Convert the records, from the line containing "Annotation task: mark the tall" through the end of the records, into a two-column CSV with the header "prompt" and "response". Give one row per record, with its text and its answer each in a single quoted field and line breaks replaced by spaces.

↓↓↓

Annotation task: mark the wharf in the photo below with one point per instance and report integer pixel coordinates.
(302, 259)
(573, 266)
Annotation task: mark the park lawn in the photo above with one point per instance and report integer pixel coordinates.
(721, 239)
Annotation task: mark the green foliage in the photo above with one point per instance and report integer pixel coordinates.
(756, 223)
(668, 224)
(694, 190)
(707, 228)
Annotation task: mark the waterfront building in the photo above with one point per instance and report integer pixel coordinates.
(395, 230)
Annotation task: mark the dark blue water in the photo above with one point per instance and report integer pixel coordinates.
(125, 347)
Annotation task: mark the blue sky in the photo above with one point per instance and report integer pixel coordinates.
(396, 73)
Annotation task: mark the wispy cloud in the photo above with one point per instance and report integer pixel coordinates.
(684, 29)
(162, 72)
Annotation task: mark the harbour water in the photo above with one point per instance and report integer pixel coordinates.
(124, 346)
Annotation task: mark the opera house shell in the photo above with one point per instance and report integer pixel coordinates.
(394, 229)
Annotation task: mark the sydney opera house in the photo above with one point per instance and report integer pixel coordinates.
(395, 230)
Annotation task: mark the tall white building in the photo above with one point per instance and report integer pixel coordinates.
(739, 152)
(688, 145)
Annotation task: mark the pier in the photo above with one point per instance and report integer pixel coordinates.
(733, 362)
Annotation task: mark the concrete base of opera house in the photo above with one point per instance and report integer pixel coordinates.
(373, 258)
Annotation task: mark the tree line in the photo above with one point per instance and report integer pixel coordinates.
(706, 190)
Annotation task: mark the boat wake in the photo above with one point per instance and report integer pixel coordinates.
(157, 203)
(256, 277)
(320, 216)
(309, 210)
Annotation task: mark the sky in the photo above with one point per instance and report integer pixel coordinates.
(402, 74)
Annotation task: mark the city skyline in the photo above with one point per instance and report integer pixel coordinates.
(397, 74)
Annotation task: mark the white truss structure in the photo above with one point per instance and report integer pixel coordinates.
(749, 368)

↑↑↑

Answer to this task:
prompt,response
"Annotation task: mark the tall white building in the photo above with one point per instance and report integer pixel coordinates.","(739, 152) (688, 145)"
"Annotation task: mark the pier in the photo above with one point per instance and report integer pixel coordinates.","(733, 362)"
"Annotation task: mark the concrete base of opera house in the photo above with one point per instance and report integer pixel coordinates.","(373, 258)"
"Annotation task: mark the tree line in the photo above with one point per instance and report integer pixel coordinates.","(706, 190)"
"Annotation task: mark the boat wake in the photo above with one point per instance and report integer pixel coordinates.","(157, 203) (256, 277) (320, 216) (309, 210)"
"Annotation task: mark the sky in the photo above with one point per instance and report integer pixel coordinates.","(402, 74)"
"Annotation task: mark the city skyline in the photo above with one point per instance and report integer pixel coordinates.","(397, 74)"
"Annotation task: mark the white truss structure in the photo above with one point per instance and report integer pixel coordinates.","(749, 368)"